Supplied text:
++++++
This is why you cannot use a column alias from SELECT in a WHERE clause — WHERE runs before SELECT:

sql
-- ❌ ERROR: 'avg_price' alias is not available in WHERE
SELECT category, AVG(price) AS avg_price
FROM products
WHERE avg_price > 50   -- ERROR: column "avg_price" does not exist
GROUP BY category;

-- ✅ CORRECT: use HAVING (which runs after SELECT-level computation)
-- Or repeat the expression:
SELECT category, AVG(price) AS avg_price
FROM products
GROUP BY category
HAVING AVG(price) > 50;

`COUNT(*)` vs `COUNT(column)` vs `COUNT(DISTINCT column)`

These three are different:

sql
-- Setup: add a product with NULL description
INSERT INTO products (name, price) VALUES ('Mystery Box', 19.99);
-- This row has description = NULL

-- COUNT(*): counts every row, including those with NULLs
SELECT COUNT(*) FROM products;               -- 7 (includes Mystery Box)
++++++
Supplied entries:

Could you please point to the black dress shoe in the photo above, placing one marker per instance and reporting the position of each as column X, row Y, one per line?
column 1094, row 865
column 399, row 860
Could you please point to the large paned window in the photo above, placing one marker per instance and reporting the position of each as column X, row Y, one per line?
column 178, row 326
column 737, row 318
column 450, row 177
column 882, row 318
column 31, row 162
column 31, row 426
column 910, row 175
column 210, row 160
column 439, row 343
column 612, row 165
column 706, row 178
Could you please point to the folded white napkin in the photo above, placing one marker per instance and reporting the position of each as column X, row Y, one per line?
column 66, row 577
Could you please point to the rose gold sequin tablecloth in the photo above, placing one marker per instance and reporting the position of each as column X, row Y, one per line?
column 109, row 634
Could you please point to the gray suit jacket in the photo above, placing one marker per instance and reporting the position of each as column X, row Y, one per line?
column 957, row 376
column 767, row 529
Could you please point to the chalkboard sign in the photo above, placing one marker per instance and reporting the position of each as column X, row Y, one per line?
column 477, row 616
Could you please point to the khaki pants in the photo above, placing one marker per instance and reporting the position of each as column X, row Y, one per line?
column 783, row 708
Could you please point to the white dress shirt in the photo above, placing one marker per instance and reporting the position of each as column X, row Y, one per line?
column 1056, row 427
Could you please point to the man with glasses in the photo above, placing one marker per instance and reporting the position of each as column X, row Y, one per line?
++++++
Stated problem: Return the SQL excerpt from above in full, reproducing every line unchanged.

Finished exercise:
This is why you cannot use a column alias from SELECT in a WHERE clause — WHERE runs before SELECT:

sql
-- ❌ ERROR: 'avg_price' alias is not available in WHERE
SELECT category, AVG(price) AS avg_price
FROM products
WHERE avg_price > 50   -- ERROR: column "avg_price" does not exist
GROUP BY category;

-- ✅ CORRECT: use HAVING (which runs after SELECT-level computation)
-- Or repeat the expression:
SELECT category, AVG(price) AS avg_price
FROM products
GROUP BY category
HAVING AVG(price) > 50;

`COUNT(*)` vs `COUNT(column)` vs `COUNT(DISTINCT column)`

These three are different:

sql
-- Setup: add a product with NULL description
INSERT INTO products (name, price) VALUES ('Mystery Box', 19.99);
-- This row has description = NULL

-- COUNT(*): counts every row, including those with NULLs
SELECT COUNT(*) FROM products;               -- 7 (includes Mystery Box)